Would you transcribe the listing exactly as it stands, minus any images?

§ Data
=-=-=-=-=

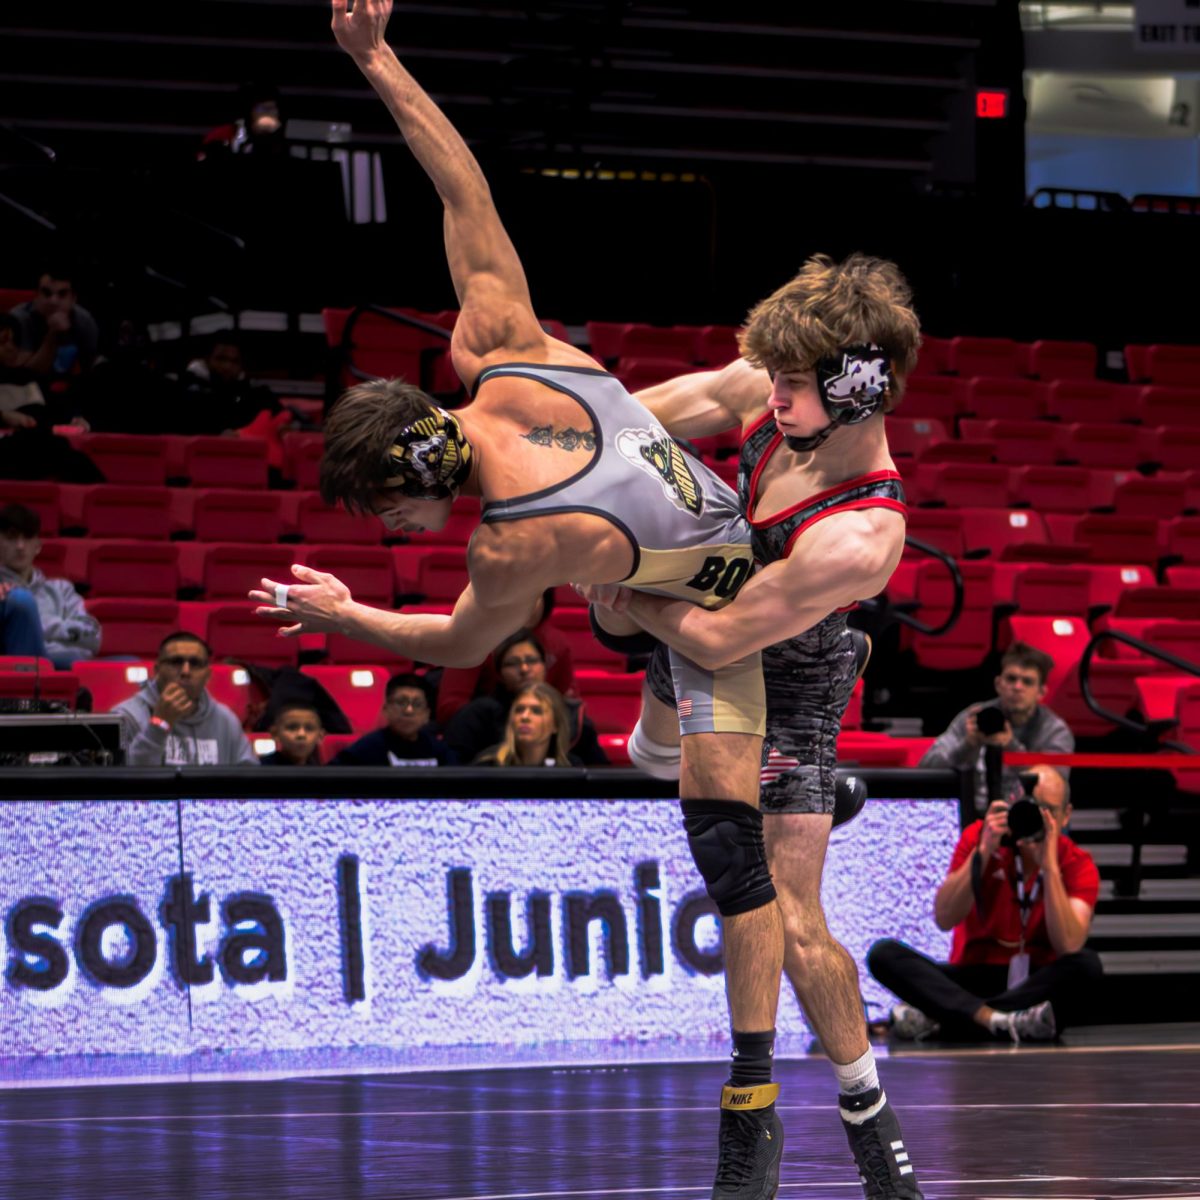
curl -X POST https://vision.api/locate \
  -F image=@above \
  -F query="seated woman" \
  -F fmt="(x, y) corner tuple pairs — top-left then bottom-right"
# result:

=-=-=-=-=

§ Response to this task
curl -X POST https://vision.api/locate \
  -F image=@above \
  -F query="seated woman" \
  -F fmt="(x, y) corner tuple pairs — top-left then bottom-right"
# result:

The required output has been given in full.